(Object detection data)
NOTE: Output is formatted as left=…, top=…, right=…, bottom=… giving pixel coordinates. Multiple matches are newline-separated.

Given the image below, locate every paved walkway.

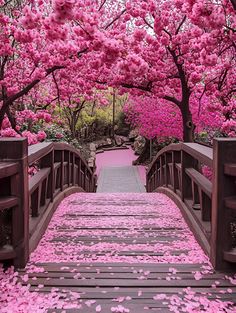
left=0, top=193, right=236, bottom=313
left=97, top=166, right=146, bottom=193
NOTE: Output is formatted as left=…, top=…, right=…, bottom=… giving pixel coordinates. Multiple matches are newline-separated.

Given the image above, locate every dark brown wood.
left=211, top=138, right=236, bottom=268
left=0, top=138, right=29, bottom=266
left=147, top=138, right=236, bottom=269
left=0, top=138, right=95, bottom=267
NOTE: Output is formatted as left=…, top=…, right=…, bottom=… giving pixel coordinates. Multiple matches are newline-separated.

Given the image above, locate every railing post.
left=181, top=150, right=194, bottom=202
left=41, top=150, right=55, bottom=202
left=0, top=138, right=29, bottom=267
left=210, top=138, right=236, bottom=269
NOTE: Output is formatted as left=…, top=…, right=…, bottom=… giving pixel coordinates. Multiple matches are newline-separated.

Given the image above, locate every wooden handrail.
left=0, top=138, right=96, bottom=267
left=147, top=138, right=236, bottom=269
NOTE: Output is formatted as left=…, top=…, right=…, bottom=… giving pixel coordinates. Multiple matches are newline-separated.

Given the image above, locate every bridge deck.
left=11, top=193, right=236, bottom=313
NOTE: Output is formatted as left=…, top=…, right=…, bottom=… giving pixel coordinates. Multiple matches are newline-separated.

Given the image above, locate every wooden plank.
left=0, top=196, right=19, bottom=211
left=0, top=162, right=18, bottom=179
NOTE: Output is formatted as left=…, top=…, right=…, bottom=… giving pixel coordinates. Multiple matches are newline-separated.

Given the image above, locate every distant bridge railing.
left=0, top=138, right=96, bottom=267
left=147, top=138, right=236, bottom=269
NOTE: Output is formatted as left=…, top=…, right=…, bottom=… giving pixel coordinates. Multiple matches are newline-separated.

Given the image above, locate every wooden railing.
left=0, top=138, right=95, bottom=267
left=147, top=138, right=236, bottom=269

--

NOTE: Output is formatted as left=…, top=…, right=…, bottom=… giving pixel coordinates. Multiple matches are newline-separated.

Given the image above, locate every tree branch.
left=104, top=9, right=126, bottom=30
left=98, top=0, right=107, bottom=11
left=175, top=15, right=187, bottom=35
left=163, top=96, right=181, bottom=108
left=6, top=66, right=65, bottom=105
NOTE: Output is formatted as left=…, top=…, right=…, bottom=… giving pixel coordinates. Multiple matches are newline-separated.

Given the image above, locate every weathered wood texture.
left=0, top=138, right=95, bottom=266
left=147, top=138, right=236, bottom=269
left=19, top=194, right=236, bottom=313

---

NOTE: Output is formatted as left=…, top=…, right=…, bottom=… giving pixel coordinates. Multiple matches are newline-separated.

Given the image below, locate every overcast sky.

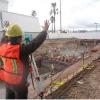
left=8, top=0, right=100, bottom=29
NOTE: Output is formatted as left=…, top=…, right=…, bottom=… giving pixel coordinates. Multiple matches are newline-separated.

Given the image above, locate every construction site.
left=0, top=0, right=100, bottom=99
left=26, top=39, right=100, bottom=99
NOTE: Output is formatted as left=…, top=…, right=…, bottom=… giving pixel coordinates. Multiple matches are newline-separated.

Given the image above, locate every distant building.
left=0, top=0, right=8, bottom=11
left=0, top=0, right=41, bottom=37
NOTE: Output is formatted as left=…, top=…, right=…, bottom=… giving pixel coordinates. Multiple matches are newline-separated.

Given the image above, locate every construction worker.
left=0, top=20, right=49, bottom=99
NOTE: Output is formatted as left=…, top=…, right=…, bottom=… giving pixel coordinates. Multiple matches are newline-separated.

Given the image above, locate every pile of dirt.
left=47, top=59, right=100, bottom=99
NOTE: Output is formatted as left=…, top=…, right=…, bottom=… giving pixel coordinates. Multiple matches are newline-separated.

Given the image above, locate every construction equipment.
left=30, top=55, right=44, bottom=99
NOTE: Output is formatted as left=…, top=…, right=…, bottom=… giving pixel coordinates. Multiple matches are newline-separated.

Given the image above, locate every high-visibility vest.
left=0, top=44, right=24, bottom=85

▶ [What is expected]: Show each line in the rows above that contains the word "construction".

▶ [Answer to this problem]:
Given the image above, locate every construction site.
Given the image above, locate every construction worker.
Given the image above, locate every construction equipment.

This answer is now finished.